Long story short, it’s pretty clear that I do not have my shit together. My shit is hella disparate. I need to get it together. My shit, that is. I need to look after my kids, and go to work on time, and write and draw, and play video games, but in a way that none of things take a terrible toll on my mental health. Or any kind of toll, really. I need to treat this the same way I treated my broken arm β€” recognise something is wrong and go easy on it, at least for the time being.

So when I play with my kids, I don’t want gnawing doubts plaguing me about not working on the next comic update. When I play games, I want it to be in moderation and not as part of some crazy eight-day binge. When I write and draw I want it to be fun, I want it to be a process of exploration and imagination, not an obsessive spiral into madness or a mad scramble to meet a self-imposed deadline.

I don’t want to be a slave to my own creation. That means I need to change my relationship with the update schedule. I can’t lean on this crutch of stress and anxiety to get things done, because it’s making me feel terrible. And the last thing I want to do is force myself to create and have the comic turn into some ‘hot stone’ task, like a mandatory three-hour training session, where the more I try to brute-force my brain to do things it doesn’t want to do, the more it rebels. That’s how we get burnt out. That’s how I had fun doing NaNoWriMo the first time I tried it, then with each subsequent year experienced diminishing returns until I grew to hate the act of writing itself for way too long, until the stress aftershocks had dissipated and I could find the fun again. I will still get stressed, inevitably, but now I’ve realised that I’ve been doing it to myself on purpose in order to get things done, I have to avoid doing that at least.

At the same time, I don’t want the comic to become a Rubik’s cube either, something I pick up on a whim, tinker with, then let gather dust for years, or lose altogether. I can’t just float around ‘following my bliss’ and doing whatever my mind happens to land on for an indefinite span of time. My brain needs a schedule, it needs order, it needs structure, or I will just spend two months straight playing Spider Solitaire. I’ve been there, and done that. It was… grim.

So strict schedule is a no-no. No schedule at all is a no-no also. The only solution, as far as I can see it, is a looser more chill schedule where we all vibe and have fun with it.

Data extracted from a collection
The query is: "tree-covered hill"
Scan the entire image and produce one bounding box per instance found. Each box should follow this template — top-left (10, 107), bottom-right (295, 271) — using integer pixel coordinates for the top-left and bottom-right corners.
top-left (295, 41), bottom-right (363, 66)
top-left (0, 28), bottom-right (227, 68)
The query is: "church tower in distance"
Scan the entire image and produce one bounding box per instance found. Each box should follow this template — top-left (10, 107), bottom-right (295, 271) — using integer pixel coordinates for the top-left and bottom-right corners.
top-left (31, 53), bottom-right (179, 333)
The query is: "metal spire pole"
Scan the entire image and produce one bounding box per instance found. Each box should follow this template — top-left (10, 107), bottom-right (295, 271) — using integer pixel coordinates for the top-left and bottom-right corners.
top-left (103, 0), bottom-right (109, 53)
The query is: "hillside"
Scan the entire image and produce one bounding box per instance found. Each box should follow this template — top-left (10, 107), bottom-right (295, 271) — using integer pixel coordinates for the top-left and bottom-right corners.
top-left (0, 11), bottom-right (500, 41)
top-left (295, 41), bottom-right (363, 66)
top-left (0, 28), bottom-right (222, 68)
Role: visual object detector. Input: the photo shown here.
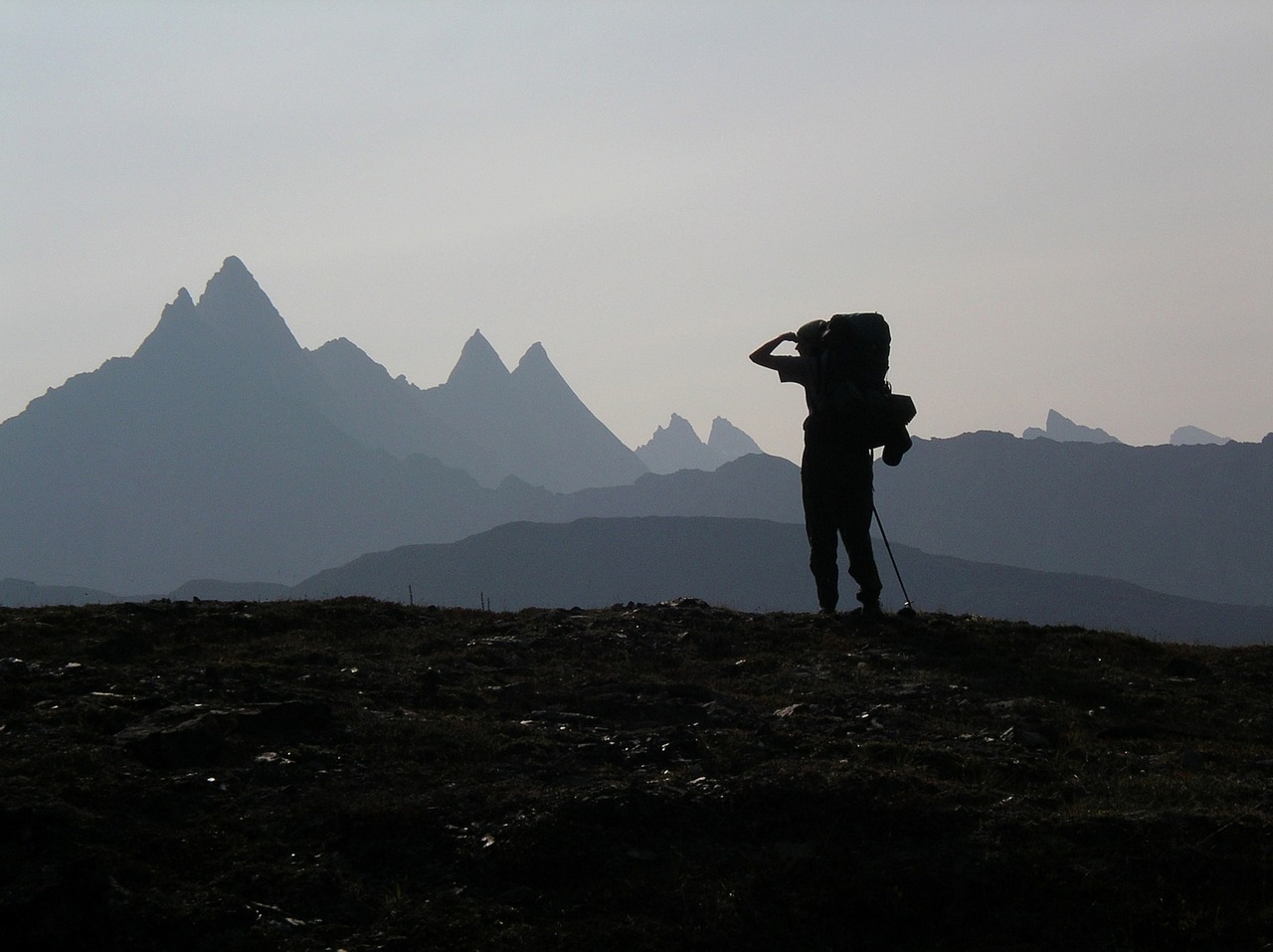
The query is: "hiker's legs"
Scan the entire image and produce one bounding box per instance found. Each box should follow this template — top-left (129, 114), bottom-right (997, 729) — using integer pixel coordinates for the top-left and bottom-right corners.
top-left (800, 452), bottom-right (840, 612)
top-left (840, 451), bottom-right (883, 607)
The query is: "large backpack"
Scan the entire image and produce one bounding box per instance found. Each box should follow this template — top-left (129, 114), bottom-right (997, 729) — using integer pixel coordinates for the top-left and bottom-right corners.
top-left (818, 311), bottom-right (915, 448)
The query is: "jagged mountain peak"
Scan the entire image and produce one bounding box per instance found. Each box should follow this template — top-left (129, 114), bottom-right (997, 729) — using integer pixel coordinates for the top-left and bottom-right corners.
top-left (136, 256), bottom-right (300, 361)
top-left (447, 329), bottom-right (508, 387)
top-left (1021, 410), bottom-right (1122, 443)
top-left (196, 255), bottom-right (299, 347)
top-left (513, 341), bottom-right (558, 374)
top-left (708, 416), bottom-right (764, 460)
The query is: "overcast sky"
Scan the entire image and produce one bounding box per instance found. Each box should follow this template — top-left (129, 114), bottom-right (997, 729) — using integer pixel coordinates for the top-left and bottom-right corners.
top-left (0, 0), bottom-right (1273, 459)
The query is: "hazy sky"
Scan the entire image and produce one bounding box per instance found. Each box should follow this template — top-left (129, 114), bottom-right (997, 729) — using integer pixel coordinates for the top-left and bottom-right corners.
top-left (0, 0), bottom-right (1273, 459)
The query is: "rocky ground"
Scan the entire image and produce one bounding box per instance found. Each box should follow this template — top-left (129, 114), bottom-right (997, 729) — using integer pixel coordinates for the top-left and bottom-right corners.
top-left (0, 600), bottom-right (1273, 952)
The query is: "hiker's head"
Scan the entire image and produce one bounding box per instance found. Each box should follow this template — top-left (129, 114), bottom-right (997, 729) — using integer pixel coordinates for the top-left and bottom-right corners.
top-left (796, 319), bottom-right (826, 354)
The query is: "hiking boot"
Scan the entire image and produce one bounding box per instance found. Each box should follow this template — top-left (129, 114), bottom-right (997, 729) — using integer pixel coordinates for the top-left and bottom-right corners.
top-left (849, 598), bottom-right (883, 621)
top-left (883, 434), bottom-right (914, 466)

---

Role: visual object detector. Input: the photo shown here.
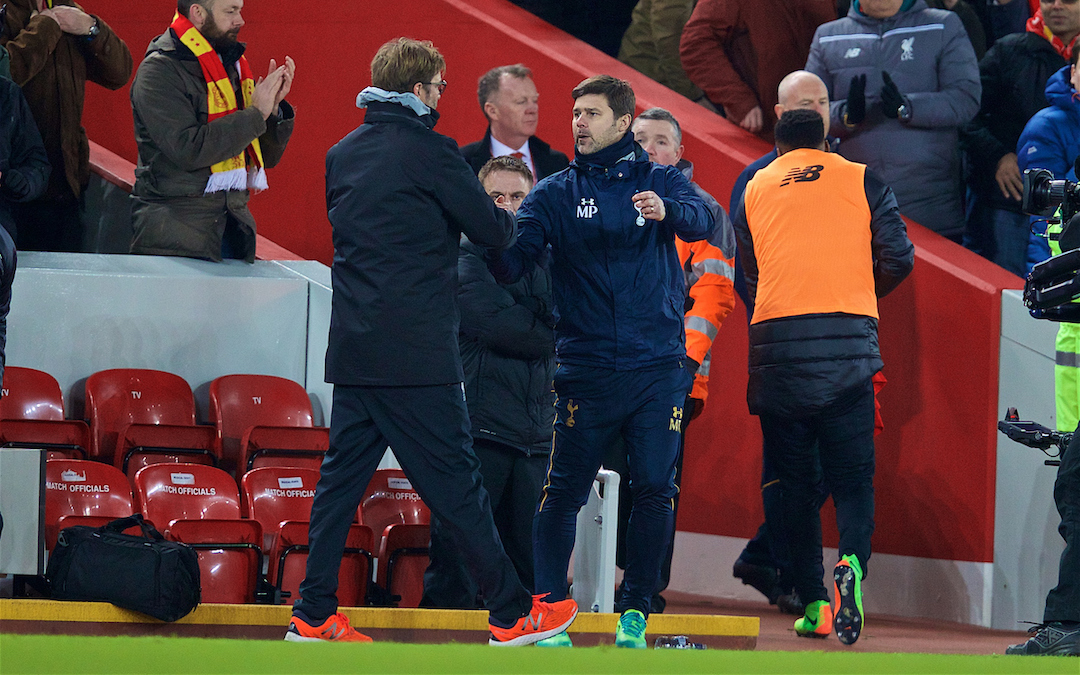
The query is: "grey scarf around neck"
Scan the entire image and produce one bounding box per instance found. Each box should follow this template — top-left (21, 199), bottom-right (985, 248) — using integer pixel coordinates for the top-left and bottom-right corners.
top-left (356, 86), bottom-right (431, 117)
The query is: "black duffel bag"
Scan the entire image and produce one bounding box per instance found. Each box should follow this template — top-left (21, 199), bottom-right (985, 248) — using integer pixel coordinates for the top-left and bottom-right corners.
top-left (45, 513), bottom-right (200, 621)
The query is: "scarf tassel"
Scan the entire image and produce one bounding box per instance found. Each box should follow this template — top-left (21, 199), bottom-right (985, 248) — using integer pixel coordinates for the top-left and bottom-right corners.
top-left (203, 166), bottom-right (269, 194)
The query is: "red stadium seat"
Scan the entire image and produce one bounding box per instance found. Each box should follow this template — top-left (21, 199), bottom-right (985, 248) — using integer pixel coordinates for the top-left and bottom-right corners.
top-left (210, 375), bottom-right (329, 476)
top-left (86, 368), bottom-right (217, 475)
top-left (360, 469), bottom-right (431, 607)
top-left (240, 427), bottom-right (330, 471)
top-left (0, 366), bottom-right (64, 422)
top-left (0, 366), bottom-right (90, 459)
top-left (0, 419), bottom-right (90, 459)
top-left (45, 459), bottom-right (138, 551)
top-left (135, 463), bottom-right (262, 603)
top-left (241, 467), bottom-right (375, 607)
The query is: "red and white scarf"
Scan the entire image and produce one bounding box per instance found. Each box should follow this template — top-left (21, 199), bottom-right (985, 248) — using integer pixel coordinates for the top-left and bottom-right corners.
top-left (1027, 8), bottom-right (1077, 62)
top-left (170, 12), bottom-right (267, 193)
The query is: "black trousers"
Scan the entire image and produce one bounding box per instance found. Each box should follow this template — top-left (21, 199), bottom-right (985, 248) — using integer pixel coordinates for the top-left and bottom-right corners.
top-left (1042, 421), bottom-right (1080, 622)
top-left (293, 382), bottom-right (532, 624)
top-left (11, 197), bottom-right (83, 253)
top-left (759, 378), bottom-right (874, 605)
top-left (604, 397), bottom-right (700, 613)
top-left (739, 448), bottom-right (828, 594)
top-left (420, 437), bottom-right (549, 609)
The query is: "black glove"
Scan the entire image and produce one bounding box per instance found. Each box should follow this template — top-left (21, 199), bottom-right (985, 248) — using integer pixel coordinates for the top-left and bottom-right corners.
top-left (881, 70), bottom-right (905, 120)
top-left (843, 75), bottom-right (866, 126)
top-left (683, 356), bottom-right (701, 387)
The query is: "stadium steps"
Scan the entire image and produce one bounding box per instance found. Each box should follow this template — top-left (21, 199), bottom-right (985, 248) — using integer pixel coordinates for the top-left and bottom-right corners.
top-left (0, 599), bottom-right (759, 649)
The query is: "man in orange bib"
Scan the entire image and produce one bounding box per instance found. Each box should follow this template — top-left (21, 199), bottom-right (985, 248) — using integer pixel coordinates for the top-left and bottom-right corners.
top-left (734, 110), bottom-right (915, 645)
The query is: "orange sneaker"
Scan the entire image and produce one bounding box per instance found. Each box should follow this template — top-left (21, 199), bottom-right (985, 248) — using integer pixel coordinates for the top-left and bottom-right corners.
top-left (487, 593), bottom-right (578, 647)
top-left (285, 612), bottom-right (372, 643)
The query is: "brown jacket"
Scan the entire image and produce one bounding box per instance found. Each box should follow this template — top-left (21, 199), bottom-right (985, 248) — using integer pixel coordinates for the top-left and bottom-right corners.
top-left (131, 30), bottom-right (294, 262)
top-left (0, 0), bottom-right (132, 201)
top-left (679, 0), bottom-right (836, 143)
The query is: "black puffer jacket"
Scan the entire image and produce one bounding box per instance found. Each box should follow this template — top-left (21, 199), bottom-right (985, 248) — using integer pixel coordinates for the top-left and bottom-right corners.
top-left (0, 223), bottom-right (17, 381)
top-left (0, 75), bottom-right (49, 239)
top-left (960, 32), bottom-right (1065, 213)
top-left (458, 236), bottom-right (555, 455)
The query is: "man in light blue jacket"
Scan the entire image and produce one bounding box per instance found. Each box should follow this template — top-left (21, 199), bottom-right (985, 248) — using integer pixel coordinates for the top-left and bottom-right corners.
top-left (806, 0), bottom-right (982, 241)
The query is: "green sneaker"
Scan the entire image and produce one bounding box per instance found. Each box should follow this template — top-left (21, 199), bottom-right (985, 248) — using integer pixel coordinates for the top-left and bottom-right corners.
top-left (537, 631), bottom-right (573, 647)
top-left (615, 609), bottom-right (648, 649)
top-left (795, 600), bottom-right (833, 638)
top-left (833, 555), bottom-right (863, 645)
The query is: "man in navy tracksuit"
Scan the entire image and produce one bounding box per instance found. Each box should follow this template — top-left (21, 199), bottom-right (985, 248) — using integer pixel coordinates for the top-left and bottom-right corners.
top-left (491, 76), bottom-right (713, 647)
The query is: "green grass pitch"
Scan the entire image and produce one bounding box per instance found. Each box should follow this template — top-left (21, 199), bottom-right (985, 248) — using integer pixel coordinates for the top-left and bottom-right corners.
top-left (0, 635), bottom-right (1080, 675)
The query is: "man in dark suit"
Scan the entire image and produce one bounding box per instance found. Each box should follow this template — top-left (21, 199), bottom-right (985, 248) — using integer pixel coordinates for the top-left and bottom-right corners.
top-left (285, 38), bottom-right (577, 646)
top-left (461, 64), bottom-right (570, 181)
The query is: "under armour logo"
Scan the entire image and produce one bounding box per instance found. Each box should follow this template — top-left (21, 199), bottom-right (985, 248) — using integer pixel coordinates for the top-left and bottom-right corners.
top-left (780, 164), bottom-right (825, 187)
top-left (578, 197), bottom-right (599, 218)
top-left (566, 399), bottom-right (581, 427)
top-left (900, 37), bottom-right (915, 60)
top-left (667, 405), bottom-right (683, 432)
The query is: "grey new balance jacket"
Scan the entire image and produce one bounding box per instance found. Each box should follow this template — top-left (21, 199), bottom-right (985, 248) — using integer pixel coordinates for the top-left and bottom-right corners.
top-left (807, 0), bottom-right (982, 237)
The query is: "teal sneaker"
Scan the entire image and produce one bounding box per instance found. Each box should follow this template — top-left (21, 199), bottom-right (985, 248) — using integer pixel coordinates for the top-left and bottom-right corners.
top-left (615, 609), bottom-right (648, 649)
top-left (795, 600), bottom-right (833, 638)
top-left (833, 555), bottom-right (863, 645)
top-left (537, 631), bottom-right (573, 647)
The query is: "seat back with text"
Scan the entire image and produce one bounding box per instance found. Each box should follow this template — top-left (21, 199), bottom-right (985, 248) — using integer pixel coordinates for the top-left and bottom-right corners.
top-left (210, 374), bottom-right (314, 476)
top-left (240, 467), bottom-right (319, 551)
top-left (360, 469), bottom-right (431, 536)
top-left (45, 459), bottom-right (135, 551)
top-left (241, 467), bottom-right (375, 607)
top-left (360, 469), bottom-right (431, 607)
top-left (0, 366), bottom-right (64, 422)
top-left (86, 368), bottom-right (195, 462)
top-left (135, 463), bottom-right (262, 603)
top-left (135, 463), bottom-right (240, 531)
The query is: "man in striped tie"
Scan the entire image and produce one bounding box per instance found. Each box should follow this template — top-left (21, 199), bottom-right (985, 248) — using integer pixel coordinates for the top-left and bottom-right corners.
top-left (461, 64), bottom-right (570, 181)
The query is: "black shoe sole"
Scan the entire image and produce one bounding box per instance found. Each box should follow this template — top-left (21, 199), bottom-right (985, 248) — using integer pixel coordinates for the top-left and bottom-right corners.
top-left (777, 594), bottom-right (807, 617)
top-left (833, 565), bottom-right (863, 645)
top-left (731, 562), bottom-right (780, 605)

• _Aim of the exercise_: Can you sum up the piece about the comic's update schedule in two sentences?

• _Answer section_: The writer wants to look after the kids, work, write, draw and play games without any of it taking a toll on mental health, and so must stop using stress and self-imposed deadlines to push the comic forward, a habit that has caused burnout before. Because having no schedule at all would leave the comic neglected, the writer settles on a looser, more relaxed schedule.